**** INFORMATION PROVIDED ****

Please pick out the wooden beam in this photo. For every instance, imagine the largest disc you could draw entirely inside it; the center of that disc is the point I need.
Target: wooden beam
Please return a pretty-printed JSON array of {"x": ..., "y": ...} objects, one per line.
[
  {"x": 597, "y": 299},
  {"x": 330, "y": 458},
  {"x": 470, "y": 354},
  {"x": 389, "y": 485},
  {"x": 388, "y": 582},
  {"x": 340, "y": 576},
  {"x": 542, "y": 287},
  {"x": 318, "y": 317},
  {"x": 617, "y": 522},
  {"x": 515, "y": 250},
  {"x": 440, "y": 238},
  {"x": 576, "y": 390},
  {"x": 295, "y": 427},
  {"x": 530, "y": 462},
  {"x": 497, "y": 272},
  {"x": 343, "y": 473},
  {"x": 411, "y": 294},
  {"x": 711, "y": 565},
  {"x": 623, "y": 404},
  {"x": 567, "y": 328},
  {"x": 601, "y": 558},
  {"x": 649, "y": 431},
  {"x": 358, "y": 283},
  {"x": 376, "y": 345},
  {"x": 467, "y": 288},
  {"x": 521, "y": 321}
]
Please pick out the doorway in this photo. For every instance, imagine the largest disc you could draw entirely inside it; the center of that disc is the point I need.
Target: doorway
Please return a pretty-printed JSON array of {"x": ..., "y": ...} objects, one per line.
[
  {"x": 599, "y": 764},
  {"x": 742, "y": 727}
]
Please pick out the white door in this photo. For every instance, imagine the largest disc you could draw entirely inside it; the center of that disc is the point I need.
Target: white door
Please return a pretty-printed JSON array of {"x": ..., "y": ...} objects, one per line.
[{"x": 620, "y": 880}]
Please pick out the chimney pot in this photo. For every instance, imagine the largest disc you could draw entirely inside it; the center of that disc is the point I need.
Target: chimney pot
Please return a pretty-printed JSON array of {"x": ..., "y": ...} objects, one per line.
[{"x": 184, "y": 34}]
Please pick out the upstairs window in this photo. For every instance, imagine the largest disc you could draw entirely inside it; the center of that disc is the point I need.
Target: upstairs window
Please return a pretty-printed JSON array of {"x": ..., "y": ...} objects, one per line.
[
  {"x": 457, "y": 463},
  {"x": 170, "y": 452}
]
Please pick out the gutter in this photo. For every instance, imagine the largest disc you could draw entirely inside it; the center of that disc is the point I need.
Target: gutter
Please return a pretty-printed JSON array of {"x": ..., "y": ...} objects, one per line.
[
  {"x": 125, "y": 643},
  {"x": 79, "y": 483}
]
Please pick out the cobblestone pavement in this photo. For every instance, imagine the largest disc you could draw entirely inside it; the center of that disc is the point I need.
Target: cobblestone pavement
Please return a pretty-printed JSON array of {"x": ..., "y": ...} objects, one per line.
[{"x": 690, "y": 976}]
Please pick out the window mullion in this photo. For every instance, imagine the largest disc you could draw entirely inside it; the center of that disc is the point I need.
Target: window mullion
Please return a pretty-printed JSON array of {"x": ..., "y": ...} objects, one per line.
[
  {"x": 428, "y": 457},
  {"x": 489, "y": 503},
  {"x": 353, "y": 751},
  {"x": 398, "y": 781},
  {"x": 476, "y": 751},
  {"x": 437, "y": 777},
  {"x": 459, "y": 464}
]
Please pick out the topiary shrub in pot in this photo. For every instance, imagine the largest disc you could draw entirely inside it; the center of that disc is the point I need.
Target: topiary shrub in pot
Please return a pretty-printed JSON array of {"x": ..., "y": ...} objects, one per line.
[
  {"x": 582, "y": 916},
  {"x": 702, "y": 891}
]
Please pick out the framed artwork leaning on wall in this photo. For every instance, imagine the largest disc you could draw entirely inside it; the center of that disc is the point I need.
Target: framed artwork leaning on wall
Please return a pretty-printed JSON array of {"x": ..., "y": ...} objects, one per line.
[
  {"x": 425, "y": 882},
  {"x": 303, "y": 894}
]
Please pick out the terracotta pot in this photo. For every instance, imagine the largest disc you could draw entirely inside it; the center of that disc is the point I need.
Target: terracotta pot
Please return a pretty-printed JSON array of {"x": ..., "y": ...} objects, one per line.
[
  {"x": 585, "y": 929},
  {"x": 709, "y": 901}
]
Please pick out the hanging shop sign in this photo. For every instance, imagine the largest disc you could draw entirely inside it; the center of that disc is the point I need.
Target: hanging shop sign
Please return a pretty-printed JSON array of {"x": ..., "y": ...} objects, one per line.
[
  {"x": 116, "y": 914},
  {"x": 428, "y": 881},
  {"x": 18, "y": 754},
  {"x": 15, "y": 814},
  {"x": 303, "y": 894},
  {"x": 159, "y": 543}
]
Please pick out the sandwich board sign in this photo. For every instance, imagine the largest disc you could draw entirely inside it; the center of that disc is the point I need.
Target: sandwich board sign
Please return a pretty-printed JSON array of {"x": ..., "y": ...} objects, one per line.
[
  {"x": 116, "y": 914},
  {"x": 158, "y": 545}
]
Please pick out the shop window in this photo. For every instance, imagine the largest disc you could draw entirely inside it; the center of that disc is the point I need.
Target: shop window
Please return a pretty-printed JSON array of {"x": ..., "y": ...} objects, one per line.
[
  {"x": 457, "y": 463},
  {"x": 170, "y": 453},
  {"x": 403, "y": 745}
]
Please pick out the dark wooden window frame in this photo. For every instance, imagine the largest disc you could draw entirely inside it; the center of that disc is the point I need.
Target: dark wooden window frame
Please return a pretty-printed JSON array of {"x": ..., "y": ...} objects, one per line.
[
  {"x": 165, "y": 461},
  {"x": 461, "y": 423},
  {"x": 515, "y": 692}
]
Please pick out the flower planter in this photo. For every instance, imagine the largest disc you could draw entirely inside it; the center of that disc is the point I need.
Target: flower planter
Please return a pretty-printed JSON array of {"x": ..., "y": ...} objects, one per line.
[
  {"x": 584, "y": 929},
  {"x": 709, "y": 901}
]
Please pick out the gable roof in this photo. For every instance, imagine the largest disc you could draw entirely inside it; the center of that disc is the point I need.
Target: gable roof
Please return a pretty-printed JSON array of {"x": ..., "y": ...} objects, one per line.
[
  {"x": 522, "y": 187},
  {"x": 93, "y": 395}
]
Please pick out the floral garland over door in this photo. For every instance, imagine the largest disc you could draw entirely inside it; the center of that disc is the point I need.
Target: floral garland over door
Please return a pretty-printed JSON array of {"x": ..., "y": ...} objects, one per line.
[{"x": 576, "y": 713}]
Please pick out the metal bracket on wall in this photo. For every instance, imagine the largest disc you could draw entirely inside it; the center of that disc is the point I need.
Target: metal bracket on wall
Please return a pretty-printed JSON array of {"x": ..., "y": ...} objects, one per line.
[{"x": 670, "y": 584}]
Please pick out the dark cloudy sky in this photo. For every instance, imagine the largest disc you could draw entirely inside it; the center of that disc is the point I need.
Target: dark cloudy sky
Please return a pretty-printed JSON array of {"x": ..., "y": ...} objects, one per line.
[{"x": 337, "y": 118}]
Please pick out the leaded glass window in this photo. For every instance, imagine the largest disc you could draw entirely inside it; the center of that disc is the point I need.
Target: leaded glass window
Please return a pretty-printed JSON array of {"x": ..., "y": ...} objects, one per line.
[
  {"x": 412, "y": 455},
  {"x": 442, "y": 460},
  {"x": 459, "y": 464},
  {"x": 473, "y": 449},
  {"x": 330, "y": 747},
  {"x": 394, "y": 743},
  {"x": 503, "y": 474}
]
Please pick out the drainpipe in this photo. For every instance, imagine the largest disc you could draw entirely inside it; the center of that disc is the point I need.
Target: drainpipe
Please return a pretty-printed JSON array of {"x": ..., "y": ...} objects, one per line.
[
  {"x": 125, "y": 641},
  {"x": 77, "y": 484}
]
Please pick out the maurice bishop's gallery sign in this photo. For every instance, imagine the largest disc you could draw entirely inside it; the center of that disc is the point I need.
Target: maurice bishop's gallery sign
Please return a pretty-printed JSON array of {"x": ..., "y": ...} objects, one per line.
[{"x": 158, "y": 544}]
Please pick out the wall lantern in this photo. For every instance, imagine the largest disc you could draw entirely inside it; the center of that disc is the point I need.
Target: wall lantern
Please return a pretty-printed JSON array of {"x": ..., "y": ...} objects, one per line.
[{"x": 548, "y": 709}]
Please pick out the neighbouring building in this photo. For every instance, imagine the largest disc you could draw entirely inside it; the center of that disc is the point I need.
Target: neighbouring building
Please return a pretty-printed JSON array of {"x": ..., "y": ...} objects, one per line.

****

[REQUEST]: Reproduce word for word the lines of the listing above, beginning at the line that contains "Please pick out the neighbouring" and ending with the final line of the listing, both included.

[FINAL ANSWER]:
Please pick out the neighbouring building in this photo. For every instance, imagine the largest disc you could draw entirely inside it; the center of that disc is the point I need.
Target: neighbouring building
Please return a pretty-printed JSON array of {"x": ..., "y": ...} objects, one per line.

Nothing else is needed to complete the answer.